GIVEN REQUEST:
Pick out every line of the entries below that contains the string "wall", and copy each such line in full. Matching is case-sensitive.

INFORMATION SUPPLIED:
+ + + + + + +
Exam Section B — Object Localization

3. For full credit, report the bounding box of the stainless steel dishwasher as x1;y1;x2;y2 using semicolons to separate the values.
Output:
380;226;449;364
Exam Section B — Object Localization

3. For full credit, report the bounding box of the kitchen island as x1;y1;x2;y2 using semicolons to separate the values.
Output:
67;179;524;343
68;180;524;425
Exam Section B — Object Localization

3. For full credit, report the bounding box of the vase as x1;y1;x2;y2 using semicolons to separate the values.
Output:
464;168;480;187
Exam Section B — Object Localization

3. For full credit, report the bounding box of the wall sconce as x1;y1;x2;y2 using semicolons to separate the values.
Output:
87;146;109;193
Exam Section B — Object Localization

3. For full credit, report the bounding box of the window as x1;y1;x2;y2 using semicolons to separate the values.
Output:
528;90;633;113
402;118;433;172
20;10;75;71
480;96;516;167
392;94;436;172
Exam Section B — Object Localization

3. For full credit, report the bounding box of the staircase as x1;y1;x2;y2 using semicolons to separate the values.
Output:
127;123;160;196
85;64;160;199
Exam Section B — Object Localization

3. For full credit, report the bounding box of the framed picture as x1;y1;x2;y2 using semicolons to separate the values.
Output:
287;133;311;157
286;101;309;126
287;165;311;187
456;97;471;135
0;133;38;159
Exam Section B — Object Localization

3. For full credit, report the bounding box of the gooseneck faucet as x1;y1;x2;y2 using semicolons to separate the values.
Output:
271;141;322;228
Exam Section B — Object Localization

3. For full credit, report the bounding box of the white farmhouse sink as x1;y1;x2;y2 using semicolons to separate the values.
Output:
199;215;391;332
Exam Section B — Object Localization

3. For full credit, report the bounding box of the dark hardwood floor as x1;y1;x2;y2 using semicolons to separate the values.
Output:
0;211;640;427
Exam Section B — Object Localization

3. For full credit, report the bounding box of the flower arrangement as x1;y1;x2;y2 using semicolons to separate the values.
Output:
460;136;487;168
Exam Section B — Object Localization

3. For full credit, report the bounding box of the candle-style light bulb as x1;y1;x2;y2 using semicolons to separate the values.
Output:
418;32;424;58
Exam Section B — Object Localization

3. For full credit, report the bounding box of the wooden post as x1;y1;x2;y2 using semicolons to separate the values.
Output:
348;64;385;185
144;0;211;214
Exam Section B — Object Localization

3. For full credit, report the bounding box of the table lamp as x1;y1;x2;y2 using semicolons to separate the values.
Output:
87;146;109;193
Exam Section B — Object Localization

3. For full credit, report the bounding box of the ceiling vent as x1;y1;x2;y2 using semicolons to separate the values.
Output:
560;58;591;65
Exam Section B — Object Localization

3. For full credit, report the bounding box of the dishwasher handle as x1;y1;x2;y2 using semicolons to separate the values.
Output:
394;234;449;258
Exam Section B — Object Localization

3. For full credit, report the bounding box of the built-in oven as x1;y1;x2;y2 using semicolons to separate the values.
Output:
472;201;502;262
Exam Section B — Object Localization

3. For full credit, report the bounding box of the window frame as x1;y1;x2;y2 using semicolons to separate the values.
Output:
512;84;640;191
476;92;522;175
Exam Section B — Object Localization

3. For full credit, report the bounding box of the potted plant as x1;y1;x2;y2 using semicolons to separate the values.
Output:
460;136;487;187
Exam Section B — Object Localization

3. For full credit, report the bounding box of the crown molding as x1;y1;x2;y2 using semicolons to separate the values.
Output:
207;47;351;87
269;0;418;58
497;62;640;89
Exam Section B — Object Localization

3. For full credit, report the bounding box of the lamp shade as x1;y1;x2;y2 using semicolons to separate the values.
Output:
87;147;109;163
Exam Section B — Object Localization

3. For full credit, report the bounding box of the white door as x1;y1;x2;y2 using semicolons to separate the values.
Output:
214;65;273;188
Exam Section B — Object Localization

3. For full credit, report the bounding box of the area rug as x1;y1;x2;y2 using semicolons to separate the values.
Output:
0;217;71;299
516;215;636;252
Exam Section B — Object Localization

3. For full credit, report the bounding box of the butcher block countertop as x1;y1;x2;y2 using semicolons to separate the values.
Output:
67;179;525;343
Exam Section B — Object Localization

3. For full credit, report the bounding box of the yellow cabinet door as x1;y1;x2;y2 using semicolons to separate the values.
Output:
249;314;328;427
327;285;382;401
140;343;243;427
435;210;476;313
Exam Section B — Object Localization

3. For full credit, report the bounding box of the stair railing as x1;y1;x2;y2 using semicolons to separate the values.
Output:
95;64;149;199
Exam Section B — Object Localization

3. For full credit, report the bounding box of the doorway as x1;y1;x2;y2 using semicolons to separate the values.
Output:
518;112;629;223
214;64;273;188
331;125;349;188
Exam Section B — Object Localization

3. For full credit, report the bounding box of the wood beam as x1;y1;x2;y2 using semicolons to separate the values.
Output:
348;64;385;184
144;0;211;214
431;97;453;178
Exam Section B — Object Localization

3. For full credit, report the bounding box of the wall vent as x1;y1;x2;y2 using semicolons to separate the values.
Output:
+ + + + + + +
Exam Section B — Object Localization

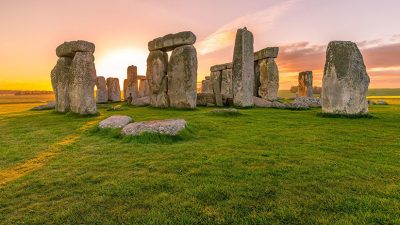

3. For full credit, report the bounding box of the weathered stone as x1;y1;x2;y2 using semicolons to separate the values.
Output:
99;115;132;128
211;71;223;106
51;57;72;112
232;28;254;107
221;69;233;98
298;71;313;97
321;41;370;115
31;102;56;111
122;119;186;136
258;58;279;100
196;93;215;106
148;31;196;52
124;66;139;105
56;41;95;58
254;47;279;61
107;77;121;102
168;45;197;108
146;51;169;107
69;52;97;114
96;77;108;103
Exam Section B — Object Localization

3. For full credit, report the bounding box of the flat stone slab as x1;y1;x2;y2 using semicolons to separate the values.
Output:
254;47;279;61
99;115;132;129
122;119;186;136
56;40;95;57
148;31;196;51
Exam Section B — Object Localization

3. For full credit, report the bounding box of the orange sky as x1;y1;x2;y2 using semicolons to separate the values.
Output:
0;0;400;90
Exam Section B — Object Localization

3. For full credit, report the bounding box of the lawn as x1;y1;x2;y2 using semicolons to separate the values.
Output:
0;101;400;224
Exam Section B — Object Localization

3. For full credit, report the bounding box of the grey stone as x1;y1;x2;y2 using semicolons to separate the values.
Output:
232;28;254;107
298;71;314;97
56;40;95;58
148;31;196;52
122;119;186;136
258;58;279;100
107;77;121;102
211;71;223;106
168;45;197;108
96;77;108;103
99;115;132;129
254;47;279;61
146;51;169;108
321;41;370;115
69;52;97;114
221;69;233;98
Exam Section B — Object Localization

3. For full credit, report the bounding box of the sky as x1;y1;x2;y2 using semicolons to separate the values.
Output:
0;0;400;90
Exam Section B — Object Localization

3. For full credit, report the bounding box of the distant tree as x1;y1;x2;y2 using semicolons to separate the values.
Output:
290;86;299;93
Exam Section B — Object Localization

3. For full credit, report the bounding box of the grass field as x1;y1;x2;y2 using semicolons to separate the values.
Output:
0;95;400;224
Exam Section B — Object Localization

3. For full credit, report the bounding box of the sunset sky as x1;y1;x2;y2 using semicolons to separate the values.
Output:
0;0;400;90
+ + + + + + +
FINAL RESULT:
3. For full credit, report the bounding box of the wall sconce as x1;y1;x2;y2 using semicolons to separate the values.
3. For full credit, report the bounding box of the wall vent as x1;y1;x2;y2 using semicolons to separate the values.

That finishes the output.